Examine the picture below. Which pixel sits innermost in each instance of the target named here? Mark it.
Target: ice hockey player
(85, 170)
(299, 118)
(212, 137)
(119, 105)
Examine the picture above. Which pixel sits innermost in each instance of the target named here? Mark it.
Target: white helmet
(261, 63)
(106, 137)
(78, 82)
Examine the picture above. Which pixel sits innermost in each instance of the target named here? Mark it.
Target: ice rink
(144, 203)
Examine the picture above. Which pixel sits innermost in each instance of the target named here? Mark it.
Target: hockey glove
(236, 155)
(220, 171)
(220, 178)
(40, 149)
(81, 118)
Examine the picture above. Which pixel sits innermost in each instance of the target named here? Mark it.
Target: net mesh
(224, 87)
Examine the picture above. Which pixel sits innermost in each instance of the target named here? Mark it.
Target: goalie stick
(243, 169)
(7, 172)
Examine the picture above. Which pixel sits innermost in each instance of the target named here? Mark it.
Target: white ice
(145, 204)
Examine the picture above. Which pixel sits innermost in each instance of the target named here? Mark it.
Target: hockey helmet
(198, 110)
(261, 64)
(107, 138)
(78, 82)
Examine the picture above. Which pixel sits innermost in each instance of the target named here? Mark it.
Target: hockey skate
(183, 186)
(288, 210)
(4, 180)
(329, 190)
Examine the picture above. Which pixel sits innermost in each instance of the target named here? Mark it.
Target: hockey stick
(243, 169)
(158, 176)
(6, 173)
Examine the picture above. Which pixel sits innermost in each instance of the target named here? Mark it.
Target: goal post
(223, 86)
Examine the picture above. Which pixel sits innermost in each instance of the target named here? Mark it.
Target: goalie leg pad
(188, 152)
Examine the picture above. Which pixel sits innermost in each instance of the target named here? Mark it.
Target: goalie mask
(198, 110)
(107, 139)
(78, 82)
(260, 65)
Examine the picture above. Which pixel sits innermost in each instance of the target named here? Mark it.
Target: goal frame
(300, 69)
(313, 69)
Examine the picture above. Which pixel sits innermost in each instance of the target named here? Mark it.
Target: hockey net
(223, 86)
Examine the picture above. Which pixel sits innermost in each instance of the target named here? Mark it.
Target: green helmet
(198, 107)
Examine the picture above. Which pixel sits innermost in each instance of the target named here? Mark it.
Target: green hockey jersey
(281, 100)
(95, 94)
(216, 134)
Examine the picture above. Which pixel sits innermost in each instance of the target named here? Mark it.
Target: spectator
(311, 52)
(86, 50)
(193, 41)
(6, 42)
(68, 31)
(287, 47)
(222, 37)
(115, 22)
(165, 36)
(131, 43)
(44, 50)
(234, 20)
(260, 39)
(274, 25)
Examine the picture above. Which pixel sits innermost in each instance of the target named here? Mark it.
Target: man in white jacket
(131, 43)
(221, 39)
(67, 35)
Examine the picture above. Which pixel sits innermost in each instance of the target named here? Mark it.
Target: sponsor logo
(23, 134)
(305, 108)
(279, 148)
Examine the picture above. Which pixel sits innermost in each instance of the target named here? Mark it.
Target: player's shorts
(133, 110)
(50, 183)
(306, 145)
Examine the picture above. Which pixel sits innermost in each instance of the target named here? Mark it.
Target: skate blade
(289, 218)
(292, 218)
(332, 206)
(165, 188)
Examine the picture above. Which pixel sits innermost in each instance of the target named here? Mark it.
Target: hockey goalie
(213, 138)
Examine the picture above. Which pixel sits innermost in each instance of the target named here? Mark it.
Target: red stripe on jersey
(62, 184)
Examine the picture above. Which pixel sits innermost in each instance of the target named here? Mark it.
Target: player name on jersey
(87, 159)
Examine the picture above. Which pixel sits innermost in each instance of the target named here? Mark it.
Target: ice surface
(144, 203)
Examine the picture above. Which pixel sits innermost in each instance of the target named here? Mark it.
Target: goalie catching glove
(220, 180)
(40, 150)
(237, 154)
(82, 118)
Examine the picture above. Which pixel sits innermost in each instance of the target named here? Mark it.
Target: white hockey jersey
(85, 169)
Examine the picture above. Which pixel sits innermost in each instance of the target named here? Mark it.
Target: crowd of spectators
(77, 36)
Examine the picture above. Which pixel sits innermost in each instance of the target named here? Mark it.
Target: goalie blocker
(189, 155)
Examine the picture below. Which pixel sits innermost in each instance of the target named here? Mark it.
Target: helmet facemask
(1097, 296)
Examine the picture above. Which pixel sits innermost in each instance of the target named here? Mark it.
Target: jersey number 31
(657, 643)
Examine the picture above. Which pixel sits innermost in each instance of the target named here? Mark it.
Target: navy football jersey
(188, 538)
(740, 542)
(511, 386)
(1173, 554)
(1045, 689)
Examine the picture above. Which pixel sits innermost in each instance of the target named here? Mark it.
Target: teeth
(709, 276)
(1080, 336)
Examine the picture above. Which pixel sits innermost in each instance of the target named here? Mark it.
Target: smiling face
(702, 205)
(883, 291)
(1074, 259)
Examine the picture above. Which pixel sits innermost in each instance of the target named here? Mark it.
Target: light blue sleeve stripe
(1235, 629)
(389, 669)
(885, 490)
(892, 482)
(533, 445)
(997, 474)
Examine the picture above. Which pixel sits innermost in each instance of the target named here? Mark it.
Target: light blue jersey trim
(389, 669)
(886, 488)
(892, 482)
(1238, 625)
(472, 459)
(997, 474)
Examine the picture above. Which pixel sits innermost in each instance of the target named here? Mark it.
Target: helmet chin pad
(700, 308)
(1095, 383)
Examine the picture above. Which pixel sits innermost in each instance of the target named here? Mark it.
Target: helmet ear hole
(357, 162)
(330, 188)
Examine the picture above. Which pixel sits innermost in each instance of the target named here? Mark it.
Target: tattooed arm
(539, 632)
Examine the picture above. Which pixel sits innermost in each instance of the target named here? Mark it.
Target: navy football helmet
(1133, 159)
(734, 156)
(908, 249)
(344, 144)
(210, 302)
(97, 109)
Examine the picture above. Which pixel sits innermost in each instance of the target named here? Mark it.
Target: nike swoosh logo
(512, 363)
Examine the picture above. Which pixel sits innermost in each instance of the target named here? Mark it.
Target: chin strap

※

● **WHAT IS BEING ASKED**: Set down the entries above again, word for word.

● **EXPECTED ANSWER**:
Examine the picture below. Which pixel sits innermost in each instance of the target named here? Mark it.
Target: ice hockey player
(85, 170)
(299, 118)
(212, 137)
(119, 105)
Examine the picture above. Which pixel sits innermost in each instance of the target named here? Mark it.
Target: white helmet
(261, 63)
(106, 137)
(78, 82)
Examine the picture above. Which pixel sits innermost in each instance of the target named here? Mark it.
Target: ice rink
(144, 203)
Examine the picture above. Which pixel sits innermost in each instance of the target named here? Mark it.
Target: hockey glove
(236, 155)
(220, 171)
(220, 178)
(40, 149)
(81, 118)
Examine the picture above. Which pixel sits innermost in each instance of the target named here? Mark it.
Target: net mesh
(224, 87)
Examine the picture above. Which pixel sits innermost in each instance of the target named here? Mark it.
Target: goalie stick
(243, 169)
(7, 172)
Examine the picture above. Which pixel sits innermost in each instance of the target named here? Mark it.
Target: white ice
(145, 204)
Examine the picture above. Which pixel sits innermost in each instance of the target named here? Mark it.
Target: hockey helmet
(198, 110)
(261, 64)
(107, 138)
(78, 82)
Examine the picture above. Which pixel sits innermost in each instance of the target named here? Mark it.
Target: hockey skate
(183, 186)
(288, 210)
(4, 180)
(329, 190)
Examine the picture above. Which pixel sits innermost in each instance of the target named here? Mark it.
Target: hockey stick
(243, 169)
(158, 176)
(6, 173)
Examine the picture above. Which pixel sits innermost in each instance of the target named here? Mark it.
Target: goal post
(223, 86)
Examine the picture above. Which pixel sits innermost in each instance of the target named here? Mark it.
Target: goalie leg pad
(188, 152)
Examine the picture above. Which pixel sits innermost in each instance of the target named here? Mark it.
Target: goalie mask
(198, 110)
(107, 139)
(78, 82)
(260, 65)
Examine the picture above. Which pixel sits innermost in each instance of the target named here? Mark it.
Target: goal frame
(300, 69)
(313, 69)
Examine the picture above. Which pixel sits innermost in each instance of the target named here? Mark it.
Target: hockey net
(223, 86)
Examine the picture above. Which pixel sits innermost in each instance of the target named here? Mark it.
Target: green helmet
(198, 107)
Examine the picture above. Which pixel sits innermost in each instance of the target named here? Mark it.
Target: green hockey jersey
(281, 100)
(95, 94)
(216, 134)
Examine the picture above. Which pixel sits innermost in each instance of the target named here? Mark it.
Target: spectator
(311, 52)
(86, 50)
(193, 41)
(6, 42)
(68, 31)
(287, 47)
(222, 37)
(115, 22)
(165, 36)
(131, 43)
(44, 50)
(234, 20)
(260, 39)
(274, 25)
Examine the picture above. Which pixel sits innermost in each instance of the target named here? Mark it.
Target: man in white jacket
(131, 43)
(221, 39)
(67, 35)
Examine the picture above. Which pixel sits innermost in each instance of the target named here? Mark it.
Target: sponsor logo
(23, 134)
(305, 108)
(279, 148)
Examine the picture above. Which pixel sits innermost in each instance of the target named here? Mark it.
Target: player's shorts
(133, 110)
(50, 183)
(306, 145)
Examine the picture above. Which pixel sits innermost in each instance of the target named here? Mark it.
Target: skate blade
(289, 218)
(292, 218)
(332, 206)
(165, 188)
Examine the picture above. Which pixel sits innermost in each instance of the target named here? Mark it.
Target: hockey goalie
(213, 138)
Examine the picture above. Which pixel sits innermost in each instance of the target named here? Mark it.
Target: red stripe on jersey
(62, 184)
Examine the picture above. Which pixel sits innermost in each instance of the target named here? Mark it.
Target: player name on jersey
(87, 159)
Examine the picture above. Which pixel sits innermost in each instance of the target named here? Mark it.
Target: ice surface
(144, 203)
Examine the picture above. Which pixel sits innermost in each instance of the target named here? Mark it.
Target: goalie catching glove
(220, 180)
(40, 150)
(237, 154)
(82, 118)
Examine the picture above. Which pixel sits innermost in each instance of the target named here? Mark it.
Target: white hockey jersey
(85, 169)
Examine the picture above. Which pixel sits innermost in each instance of the target named here? Mark it.
Target: crowd of spectators
(77, 36)
Examine the picture above. Which pixel sits innermost in each instance of the target named here? Mark it.
Target: goalie blocker
(189, 155)
Examine the picture below. Which pixel sits innermost in each instance of the target named here? Mark it.
Target: helmet facemask
(1097, 296)
Examine the picture above. Which pixel sits innermost in each instance of the target named here? Mark it.
Target: jersey number 31
(657, 643)
Examine the picture above. Which pixel sits innermost in each instance of the target named here? Mark it.
Target: navy football jersey
(188, 538)
(740, 542)
(511, 386)
(1173, 554)
(1045, 689)
Examine the picture above. Which pixel sits innermost in each instance of the target named here? Mark it.
Target: teeth
(709, 276)
(1080, 336)
Examine the picture above. Which pixel sits innermost in each instance of the target named here? Mark it.
Target: smiling face
(702, 205)
(883, 291)
(1074, 259)
Examine the picture above. Which pixel sits innermost in each instance of the target named here? Mark it.
Target: light blue sleeve stripe
(1235, 629)
(389, 669)
(885, 490)
(892, 482)
(533, 445)
(997, 474)
Examine the picture above. Which pixel sits innermost in each instance of the target named here? Mark it.
Target: light blue jersey trim
(389, 669)
(886, 488)
(892, 482)
(1238, 625)
(472, 459)
(997, 474)
Examine the picture above. Which pixel sits innermost in each instance of the target named here? Mark it.
Target: helmet chin pad
(700, 308)
(1095, 383)
Examine the picture above. Which pixel sits innermost in each instance of the target named here? Mark it.
Target: helmet ear hole
(357, 162)
(330, 188)
Examine the picture above. Which pixel sits innermost in each instance of the target named here? Mark it.
Target: tattooed arm
(539, 632)
Examine the picture above. Which pixel sits innermost in each instance of the target named here? Mark it.
Target: navy football helmet
(1133, 159)
(734, 156)
(908, 249)
(344, 144)
(210, 302)
(97, 109)
Examine the picture above. Which pixel sits innermost in each instance of the target named here? Mark it.
Target: nike swoosh logo
(512, 363)
Examine the picture above. Which pixel sits innermost in each instance of the target named here? Mark it.
Target: chin strap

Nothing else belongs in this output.